# [TASK REQUIREMENTS]
Could you quote, exactly as they stand, the lines running from the one with "to the distant" to the final line of the material?

════════════════

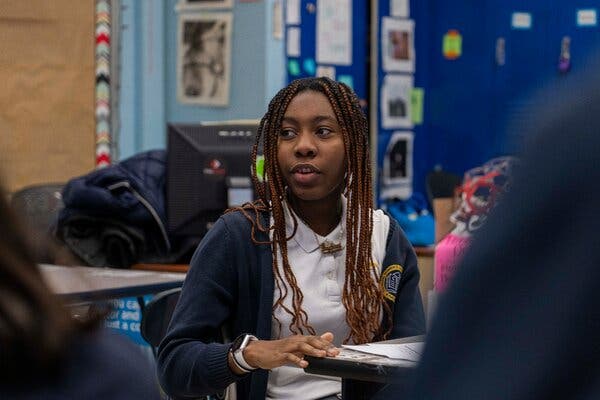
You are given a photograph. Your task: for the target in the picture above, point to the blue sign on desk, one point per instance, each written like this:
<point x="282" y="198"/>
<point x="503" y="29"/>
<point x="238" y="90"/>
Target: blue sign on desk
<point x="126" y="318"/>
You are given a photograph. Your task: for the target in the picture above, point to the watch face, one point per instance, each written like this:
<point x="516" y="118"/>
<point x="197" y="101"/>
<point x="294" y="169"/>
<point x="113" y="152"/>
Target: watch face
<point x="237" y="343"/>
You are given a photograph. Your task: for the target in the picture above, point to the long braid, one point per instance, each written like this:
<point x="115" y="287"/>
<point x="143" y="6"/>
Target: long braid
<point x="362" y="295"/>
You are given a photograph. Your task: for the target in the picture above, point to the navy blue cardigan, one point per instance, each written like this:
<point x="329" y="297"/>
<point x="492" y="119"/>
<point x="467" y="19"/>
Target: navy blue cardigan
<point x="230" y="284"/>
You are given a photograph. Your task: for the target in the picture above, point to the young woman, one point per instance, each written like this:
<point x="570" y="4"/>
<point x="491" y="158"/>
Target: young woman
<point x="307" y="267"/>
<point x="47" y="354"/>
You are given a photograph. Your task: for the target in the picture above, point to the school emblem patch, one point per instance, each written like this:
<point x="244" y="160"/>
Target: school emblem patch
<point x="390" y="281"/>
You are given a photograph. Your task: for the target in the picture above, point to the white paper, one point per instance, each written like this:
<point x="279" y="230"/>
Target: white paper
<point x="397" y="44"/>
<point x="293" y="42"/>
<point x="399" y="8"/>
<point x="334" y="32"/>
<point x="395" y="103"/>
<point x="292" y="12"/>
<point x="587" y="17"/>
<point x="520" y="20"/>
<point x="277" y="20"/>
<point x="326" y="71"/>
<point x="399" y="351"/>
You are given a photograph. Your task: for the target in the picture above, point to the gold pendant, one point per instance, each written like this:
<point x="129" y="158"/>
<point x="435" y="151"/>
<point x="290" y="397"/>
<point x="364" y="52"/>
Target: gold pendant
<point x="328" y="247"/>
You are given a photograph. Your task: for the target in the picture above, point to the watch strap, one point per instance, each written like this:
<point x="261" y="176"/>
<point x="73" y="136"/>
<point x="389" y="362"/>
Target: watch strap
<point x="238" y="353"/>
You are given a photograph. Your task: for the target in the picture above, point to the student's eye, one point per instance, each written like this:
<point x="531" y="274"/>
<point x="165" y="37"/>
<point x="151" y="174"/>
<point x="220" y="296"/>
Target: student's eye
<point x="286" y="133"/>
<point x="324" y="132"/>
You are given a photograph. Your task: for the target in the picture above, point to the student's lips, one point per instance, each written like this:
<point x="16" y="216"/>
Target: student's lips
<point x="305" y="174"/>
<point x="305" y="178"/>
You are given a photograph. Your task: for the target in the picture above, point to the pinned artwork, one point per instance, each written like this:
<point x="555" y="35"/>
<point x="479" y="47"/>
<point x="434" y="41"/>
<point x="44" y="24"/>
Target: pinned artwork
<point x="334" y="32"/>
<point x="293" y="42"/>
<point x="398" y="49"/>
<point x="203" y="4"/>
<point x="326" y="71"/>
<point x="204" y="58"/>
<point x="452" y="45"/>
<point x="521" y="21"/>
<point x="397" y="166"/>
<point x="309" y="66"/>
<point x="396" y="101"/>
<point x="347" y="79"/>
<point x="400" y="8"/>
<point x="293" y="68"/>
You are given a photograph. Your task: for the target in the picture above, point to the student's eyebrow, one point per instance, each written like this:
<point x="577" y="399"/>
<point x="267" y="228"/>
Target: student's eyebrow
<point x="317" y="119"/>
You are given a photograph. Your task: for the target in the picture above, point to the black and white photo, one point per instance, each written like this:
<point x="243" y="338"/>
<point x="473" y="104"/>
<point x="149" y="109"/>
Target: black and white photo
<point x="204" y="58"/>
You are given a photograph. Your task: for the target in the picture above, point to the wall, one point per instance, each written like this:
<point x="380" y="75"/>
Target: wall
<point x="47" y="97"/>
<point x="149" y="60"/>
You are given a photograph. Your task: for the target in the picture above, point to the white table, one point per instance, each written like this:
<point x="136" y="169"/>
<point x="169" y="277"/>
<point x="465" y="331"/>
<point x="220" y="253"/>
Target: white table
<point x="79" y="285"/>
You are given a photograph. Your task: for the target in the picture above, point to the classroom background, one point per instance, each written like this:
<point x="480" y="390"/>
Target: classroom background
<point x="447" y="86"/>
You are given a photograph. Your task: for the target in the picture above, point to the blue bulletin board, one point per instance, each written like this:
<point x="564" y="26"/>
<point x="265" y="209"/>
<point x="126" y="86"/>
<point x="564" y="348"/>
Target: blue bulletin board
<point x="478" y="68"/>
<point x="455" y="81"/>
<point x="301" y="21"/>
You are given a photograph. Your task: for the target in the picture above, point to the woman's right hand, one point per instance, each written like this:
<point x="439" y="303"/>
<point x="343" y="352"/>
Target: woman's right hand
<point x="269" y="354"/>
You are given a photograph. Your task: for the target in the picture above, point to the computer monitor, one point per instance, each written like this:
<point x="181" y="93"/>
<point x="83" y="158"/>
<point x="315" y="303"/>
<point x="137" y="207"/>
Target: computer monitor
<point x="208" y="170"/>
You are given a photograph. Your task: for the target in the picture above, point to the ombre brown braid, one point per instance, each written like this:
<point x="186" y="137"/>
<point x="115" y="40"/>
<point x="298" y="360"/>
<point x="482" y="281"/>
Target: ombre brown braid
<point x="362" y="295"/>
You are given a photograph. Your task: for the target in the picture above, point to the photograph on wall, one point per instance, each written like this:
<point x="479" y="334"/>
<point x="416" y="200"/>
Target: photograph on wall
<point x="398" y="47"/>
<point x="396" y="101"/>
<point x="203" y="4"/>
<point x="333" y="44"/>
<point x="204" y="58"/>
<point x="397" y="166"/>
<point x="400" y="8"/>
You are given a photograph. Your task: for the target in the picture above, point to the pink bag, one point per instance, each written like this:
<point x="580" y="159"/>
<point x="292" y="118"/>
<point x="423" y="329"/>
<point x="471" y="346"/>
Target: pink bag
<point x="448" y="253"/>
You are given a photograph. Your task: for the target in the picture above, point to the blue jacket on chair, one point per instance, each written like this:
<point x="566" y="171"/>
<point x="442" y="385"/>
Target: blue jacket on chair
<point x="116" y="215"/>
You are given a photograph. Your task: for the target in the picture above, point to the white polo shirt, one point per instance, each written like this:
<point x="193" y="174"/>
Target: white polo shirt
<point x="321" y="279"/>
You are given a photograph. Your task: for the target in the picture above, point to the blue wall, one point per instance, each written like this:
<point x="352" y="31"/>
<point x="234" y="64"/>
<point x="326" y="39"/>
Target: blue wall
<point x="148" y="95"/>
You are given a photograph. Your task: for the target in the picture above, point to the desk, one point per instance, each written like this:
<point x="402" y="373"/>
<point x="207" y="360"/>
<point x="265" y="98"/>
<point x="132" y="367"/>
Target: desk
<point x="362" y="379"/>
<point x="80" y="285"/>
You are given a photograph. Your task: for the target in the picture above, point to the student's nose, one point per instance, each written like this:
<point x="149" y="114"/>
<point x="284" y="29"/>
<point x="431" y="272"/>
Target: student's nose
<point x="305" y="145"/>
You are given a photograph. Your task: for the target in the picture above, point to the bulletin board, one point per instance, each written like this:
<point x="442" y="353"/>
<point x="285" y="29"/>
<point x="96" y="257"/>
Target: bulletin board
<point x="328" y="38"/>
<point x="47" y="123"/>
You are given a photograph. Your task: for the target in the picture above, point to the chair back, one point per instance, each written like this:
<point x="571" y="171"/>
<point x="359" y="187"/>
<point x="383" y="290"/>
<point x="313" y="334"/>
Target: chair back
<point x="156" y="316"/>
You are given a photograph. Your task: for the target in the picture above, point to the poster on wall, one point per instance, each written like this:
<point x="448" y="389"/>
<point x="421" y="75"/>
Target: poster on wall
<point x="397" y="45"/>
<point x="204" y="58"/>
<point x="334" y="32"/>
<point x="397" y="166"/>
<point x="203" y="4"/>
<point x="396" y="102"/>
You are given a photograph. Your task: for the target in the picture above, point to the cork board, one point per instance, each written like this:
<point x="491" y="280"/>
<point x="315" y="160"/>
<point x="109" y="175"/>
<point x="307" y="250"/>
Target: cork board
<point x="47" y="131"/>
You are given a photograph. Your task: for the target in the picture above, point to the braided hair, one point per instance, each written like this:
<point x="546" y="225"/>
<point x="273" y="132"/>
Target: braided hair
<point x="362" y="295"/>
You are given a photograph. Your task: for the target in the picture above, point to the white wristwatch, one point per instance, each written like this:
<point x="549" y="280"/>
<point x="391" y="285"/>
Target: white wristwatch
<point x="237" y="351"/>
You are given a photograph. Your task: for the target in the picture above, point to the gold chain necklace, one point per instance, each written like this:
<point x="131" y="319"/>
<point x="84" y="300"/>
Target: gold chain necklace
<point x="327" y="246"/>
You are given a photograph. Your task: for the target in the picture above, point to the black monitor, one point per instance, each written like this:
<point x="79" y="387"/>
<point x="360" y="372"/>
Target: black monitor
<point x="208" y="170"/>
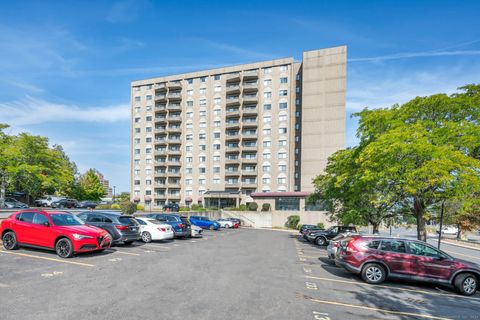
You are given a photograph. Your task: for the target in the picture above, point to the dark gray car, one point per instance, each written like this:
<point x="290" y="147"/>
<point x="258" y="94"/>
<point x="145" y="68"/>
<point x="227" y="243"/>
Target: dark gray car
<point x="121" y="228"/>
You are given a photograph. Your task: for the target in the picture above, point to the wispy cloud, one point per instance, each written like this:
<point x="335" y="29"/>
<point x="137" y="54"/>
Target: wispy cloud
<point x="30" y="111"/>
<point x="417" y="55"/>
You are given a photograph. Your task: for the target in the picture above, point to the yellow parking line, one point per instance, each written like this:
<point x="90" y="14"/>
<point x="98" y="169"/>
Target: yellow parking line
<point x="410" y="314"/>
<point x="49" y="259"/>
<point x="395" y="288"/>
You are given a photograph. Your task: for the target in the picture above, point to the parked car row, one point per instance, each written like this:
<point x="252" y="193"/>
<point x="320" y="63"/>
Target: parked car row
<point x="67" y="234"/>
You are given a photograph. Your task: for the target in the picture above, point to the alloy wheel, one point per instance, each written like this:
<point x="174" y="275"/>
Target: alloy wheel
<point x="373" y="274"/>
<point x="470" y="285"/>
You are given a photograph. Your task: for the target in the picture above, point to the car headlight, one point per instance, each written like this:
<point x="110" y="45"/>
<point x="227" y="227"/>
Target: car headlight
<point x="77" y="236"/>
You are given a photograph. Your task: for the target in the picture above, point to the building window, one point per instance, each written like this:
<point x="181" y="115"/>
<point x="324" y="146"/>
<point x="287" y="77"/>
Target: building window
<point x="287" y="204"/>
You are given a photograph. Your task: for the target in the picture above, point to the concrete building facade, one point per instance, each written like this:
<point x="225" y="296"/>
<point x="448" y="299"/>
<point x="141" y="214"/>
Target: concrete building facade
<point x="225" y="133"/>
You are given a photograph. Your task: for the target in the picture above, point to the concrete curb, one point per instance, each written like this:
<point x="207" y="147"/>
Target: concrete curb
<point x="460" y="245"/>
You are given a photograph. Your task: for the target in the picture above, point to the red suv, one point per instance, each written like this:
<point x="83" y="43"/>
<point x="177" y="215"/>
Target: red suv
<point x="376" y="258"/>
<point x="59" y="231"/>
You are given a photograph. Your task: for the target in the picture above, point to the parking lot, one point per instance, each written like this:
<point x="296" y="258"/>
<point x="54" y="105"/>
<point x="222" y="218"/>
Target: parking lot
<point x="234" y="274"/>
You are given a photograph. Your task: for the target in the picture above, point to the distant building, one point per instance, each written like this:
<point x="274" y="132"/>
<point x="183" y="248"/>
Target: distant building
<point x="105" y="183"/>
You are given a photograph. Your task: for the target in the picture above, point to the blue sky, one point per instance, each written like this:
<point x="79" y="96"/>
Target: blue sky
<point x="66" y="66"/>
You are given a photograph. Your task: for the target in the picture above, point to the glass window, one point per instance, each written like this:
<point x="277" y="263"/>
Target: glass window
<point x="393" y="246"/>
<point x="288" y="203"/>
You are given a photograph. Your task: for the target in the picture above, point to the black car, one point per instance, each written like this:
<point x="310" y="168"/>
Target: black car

════════════════

# [REPLY TO THE EXERCISE]
You are given a photograph. Your task: for the target in the picture above, point to the distant building, one point per instance, each written like this:
<point x="274" y="132"/>
<point x="183" y="248"/>
Target: distant building
<point x="105" y="183"/>
You are given a photograph. Your task: for the target in the picture above, point to the blue sky, one point per instance, each written like this:
<point x="79" y="96"/>
Target: blue sky
<point x="66" y="66"/>
You are given a photograph. Your task: for the target in the picture above, point to the glass window, one point per instance, each written like this:
<point x="277" y="263"/>
Target: glass window
<point x="393" y="246"/>
<point x="288" y="203"/>
You are given a photograph. Your task: for the target in the picture above, point to the black car, one point per instance, each written like this:
<point x="310" y="168"/>
Target: black car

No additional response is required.